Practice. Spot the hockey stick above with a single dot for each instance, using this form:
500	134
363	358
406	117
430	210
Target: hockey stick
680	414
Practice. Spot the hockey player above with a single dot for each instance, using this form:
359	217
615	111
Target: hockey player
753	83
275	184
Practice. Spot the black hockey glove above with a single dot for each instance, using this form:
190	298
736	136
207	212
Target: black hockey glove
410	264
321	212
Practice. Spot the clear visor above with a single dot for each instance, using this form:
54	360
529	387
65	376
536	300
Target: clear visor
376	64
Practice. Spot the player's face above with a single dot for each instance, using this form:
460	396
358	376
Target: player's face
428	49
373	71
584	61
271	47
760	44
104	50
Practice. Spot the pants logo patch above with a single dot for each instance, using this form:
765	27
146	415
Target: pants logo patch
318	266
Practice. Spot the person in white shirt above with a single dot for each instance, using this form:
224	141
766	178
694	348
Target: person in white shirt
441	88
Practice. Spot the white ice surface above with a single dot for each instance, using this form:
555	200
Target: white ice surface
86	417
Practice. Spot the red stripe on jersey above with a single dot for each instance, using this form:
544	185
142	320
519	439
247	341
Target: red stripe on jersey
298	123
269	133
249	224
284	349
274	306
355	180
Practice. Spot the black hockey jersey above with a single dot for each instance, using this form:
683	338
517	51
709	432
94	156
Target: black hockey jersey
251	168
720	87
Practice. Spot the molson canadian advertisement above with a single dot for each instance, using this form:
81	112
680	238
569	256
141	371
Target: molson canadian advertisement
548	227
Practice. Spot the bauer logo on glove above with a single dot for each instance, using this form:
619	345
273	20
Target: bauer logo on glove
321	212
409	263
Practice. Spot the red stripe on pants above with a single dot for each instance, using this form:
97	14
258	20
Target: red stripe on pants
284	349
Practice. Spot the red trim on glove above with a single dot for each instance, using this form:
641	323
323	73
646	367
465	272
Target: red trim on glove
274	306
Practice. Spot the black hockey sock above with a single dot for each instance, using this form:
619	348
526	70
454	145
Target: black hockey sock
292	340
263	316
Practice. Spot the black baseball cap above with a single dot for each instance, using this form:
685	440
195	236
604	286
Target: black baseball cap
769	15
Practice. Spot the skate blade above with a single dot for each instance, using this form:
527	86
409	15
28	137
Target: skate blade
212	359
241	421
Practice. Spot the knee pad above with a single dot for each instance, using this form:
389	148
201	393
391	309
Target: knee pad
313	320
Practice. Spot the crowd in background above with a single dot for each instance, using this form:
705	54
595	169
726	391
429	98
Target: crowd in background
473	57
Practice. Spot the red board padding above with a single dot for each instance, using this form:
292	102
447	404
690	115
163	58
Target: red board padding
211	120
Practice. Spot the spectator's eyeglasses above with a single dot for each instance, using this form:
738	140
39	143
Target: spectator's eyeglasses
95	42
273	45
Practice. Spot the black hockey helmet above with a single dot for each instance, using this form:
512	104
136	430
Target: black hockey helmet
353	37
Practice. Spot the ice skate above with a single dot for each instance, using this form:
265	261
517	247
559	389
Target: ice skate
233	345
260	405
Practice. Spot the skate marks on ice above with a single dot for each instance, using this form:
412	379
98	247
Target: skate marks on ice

---

> **To do**: Retype the listing above without any changes, starting with the line that contains "Practice. Spot the black baseball" and continuing through the final line of the listing.

> **Exercise response**:
Practice. Spot the black baseball cap above with a single dot for each instance, using this form:
685	440
195	236
604	286
Target: black baseball cap
769	15
Practice. Spot the skate blade above with a single dot for each instance, using this form:
527	86
409	15
28	137
Target: skate blade
212	359
241	421
Practice. Spot the knee pad above with a single dot for each instance, using this form:
389	148
201	393
391	309
Target: knee pad
313	320
Practice. Spot the crowd in background above with a single dot for each instance, using this form:
705	54
595	169
726	391
429	98
Target: crowd in background
473	57
Practice. Spot the red board padding above with a single dot for each instance, using this form:
292	102
447	404
690	115
163	58
Target: red board padding
211	120
Practice. Spot the spectator's eyeglasses above with a single dot for each instance, using this form:
738	140
39	143
Target: spectator's eyeglasses
95	42
273	45
Practice. Spot the black hockey helmet above with a single dot for each instance, using this form:
512	104
136	430
Target: black hockey helmet
353	37
Practice. Spot the ice skate above with a single dot for each instance, using this form:
265	261
517	247
559	389
Target: ice skate
233	345
260	405
Practice. Spot the skate marks on ice above with a single dot for each instance, using this form:
412	379
98	247
Target: skate marks on ice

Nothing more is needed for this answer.